** begin STORED ROWS **
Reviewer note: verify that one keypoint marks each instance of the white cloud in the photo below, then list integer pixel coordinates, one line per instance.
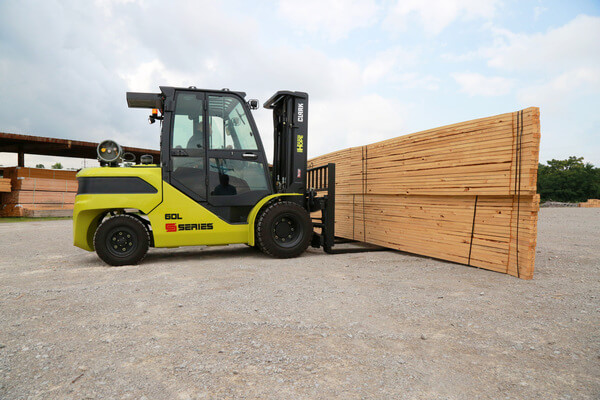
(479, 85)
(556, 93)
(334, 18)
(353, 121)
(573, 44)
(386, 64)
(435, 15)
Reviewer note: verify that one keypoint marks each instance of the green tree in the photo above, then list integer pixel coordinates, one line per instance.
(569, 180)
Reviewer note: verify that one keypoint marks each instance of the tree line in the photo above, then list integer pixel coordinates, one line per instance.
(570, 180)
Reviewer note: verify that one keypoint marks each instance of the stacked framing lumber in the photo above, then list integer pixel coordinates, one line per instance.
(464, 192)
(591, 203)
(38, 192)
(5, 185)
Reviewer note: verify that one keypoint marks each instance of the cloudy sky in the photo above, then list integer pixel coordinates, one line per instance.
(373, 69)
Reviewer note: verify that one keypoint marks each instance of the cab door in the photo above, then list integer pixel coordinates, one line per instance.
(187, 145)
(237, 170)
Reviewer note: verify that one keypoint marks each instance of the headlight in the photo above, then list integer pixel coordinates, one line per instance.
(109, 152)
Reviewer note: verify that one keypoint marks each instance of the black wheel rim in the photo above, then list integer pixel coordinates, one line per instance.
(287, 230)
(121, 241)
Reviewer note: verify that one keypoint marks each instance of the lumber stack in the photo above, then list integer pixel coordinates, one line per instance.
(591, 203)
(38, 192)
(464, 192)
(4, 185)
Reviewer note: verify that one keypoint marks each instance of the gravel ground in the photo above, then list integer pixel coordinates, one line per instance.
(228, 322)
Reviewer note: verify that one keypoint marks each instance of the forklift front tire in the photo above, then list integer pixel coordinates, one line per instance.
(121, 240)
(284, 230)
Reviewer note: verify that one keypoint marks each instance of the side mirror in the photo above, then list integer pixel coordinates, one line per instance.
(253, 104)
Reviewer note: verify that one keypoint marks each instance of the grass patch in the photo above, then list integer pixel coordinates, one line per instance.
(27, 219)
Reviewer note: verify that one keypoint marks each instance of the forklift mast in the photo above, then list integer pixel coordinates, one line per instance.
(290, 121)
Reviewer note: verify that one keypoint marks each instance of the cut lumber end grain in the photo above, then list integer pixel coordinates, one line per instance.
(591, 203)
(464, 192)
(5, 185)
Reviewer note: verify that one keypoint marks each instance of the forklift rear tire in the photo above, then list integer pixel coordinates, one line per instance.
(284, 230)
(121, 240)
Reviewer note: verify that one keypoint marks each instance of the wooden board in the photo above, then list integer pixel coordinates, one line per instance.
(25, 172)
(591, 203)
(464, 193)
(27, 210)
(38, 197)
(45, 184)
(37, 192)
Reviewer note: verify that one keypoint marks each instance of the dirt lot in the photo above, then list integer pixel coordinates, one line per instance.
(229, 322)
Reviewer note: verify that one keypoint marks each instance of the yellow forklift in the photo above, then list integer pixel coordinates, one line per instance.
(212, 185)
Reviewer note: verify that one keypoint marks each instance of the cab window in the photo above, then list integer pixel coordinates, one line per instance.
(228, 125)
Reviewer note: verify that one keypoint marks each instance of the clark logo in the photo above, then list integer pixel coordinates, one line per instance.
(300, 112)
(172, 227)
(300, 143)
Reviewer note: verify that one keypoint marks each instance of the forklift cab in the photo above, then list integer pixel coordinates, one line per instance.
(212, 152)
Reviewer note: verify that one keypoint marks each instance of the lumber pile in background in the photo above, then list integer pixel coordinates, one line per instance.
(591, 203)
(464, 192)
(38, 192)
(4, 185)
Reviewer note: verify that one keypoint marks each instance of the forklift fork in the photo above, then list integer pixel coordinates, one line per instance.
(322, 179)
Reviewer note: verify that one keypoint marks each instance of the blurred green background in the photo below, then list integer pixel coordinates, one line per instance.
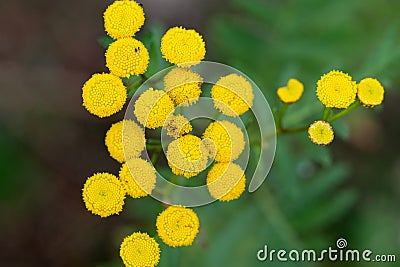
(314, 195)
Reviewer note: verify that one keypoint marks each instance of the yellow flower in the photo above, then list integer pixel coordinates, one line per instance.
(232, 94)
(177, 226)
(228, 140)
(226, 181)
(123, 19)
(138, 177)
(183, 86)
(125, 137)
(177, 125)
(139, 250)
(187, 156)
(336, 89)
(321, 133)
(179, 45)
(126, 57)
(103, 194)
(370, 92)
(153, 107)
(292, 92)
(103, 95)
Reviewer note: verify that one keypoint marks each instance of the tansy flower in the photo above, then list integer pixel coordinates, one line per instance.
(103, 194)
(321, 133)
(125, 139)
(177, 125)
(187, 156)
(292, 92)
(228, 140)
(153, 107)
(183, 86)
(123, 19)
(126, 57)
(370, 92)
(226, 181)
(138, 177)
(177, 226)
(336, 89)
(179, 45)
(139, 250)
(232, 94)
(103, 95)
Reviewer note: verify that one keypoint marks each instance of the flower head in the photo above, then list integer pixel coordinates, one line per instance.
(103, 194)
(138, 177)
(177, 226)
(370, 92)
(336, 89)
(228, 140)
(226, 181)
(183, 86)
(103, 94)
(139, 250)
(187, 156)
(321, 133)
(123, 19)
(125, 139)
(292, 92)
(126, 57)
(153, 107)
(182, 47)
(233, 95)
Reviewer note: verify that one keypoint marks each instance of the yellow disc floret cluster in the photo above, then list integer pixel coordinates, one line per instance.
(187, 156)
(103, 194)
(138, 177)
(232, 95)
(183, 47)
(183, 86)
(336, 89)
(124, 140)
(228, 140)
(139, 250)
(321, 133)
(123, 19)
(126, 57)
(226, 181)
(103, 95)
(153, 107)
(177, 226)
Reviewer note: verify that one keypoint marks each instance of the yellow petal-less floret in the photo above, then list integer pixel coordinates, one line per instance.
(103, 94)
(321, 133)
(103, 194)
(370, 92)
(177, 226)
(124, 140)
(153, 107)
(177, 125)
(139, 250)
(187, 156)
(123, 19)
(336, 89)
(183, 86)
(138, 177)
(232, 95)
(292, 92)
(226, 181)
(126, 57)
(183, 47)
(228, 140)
** end STORED ROWS **
Copy out the whole listing exactly, and don't carry over any pictures.

TASK SOLUTION
Reviewer note: verify that one keypoint marks each instance of the white cloud in the photo below, then list integer pixel coordinates, one line per instance.
(479, 85)
(556, 93)
(334, 18)
(353, 121)
(573, 44)
(386, 64)
(435, 15)
Reviewer note: verify that one keypoint marks each instance of the green tree in the photo above, then list integer pixel coordinates, one line per instance.
(569, 180)
Reviewer note: verify that one keypoint marks each instance of the tree line in the photo above, then list integer pixel coordinates, one line per instance.
(570, 180)
Reviewer note: verify that one keypoint marks each instance of the stacked framing lumber in the photo above, then list integer pixel coordinates, one line per instance.
(464, 192)
(591, 203)
(38, 192)
(5, 185)
Reviewer note: verify that one keypoint marks each instance of the cloudy sky in the photo above, then list integer pixel coordinates, one line per instance.
(373, 69)
Reviewer note: verify that one keypoint marks each instance of the cab door in the photo above, then list integer pixel coordinates, one line per instance.
(187, 145)
(237, 170)
Reviewer note: verify that one keypoint marks each instance of the headlight in the photo above, then list integer pixel coordinates, one line per instance.
(109, 152)
Reviewer note: verify that one keypoint marks each instance of the black wheel rim in the photo above, then list integer pixel coordinates, one line per instance.
(287, 230)
(121, 241)
Reviewer note: verify that one keypoint marks each instance of the lumber stack in the photo above, then list integer pixel coordinates, one line per instance.
(591, 203)
(38, 192)
(464, 192)
(4, 185)
Reviewer note: verify that one keypoint marks each instance of the gravel ground in the photo above, then list integer pixel coordinates, one line per instance.
(228, 322)
Reviewer note: verify that one keypoint marks each instance of the forklift front tire in the photo above, then list integer pixel coordinates, one line per instance.
(121, 240)
(284, 230)
Reviewer note: verify that one keypoint marks each instance of the side mirror in the photo above, then list integer pixel coordinates, one line per instance.
(253, 104)
Reviewer note: verify that one keypoint marks each instance of the grass patch in the photo above, then list integer pixel coordinates, one line per instance.
(27, 219)
Reviewer note: verify that one keypoint marks each instance of the forklift mast in the photo above, then list integer pixel coordinates, one line per instance.
(290, 121)
Reviewer note: verify that one keypoint marks each instance of the cut lumber end grain in the photo above, then list integer pixel coordinates, one line per instance.
(591, 203)
(464, 192)
(5, 185)
Reviewer note: verify that one keypoint marks each instance of the forklift rear tire in the photo above, then list integer pixel coordinates, one line per instance.
(284, 230)
(121, 240)
Reviewer note: verify that one keypoint marks each instance of the wooden board in the photo above, then list integer pixel coordinates, one line per instance.
(25, 172)
(591, 203)
(464, 193)
(27, 210)
(38, 197)
(45, 184)
(37, 192)
Reviewer note: verify that one keypoint marks each instance of the dirt lot in the photo above, then list integer pixel coordinates, one line per instance.
(229, 322)
Reviewer note: verify that one keypoint marks each instance of the yellow forklift in the photo above, then list integer pixel coordinates, one line per instance.
(212, 185)
Reviewer note: verify that one keypoint marks each instance of the cab window in the photo above, then list integer pixel coordinates, one line per instance.
(228, 125)
Reviewer note: verify that one keypoint marks each instance of the clark logo in the photo above, then list integer pixel coordinates, one line per instance.
(300, 112)
(172, 227)
(300, 143)
Reviewer note: verify that one keypoint marks each instance of the forklift cab in the photo above, then list integer pixel coordinates, one line per instance.
(212, 152)
Reviewer note: verify that one keypoint marks each instance of the lumber pile in background in the photo above, then list integer pixel coordinates, one line per instance.
(591, 203)
(464, 192)
(38, 192)
(4, 185)
Reviewer note: verify that one keypoint marks each instance of the forklift fork in the photo above, then list integer pixel coordinates, one line per instance.
(322, 179)
Reviewer note: verify that one keypoint marks each instance of the blurred green background in the photo below, then list integer pixel coordinates, one line per instance.
(314, 195)
Reviewer note: verify that one keypoint marks each instance of the yellow flower in the photo above, then list integer pixel coordinates, one line per instance.
(232, 94)
(177, 226)
(228, 140)
(226, 181)
(123, 19)
(138, 177)
(183, 86)
(125, 137)
(177, 125)
(139, 250)
(187, 156)
(336, 89)
(321, 133)
(179, 45)
(126, 57)
(103, 194)
(370, 92)
(153, 107)
(292, 92)
(103, 95)
Reviewer note: verify that one keypoint marks each instance of the tansy flower in the photo above, then list integer pixel coordinates, one line per instance.
(103, 194)
(321, 133)
(125, 139)
(177, 125)
(187, 156)
(292, 92)
(228, 140)
(153, 107)
(183, 86)
(123, 19)
(126, 57)
(370, 92)
(226, 181)
(138, 177)
(177, 226)
(336, 89)
(179, 45)
(139, 250)
(232, 94)
(103, 95)
Reviewer note: verify that one keypoint marks each instance of the flower head in the photo above, then list integer pixel coordinates, one line per instance.
(103, 194)
(138, 177)
(177, 226)
(370, 92)
(336, 89)
(228, 140)
(226, 181)
(183, 86)
(103, 94)
(139, 250)
(187, 156)
(321, 133)
(123, 19)
(125, 139)
(292, 92)
(126, 57)
(153, 107)
(182, 47)
(233, 95)
Reviewer note: verify that one keypoint marks each instance of the yellow disc floret cluster in the photo above, then list integer pixel coordinates, one line per instance.
(187, 156)
(103, 194)
(138, 177)
(232, 95)
(183, 47)
(183, 86)
(336, 89)
(124, 140)
(228, 140)
(139, 250)
(321, 133)
(123, 19)
(126, 57)
(226, 181)
(103, 95)
(153, 107)
(177, 226)
Reviewer note: verify that one keypoint marks each instance of the yellow petal-less floret in the photo above, then list integer pixel coordinates, one line per instance.
(103, 94)
(321, 133)
(103, 194)
(370, 92)
(177, 226)
(124, 140)
(153, 107)
(177, 125)
(139, 250)
(187, 156)
(123, 19)
(336, 89)
(183, 86)
(138, 177)
(232, 95)
(292, 92)
(226, 181)
(126, 57)
(183, 47)
(228, 140)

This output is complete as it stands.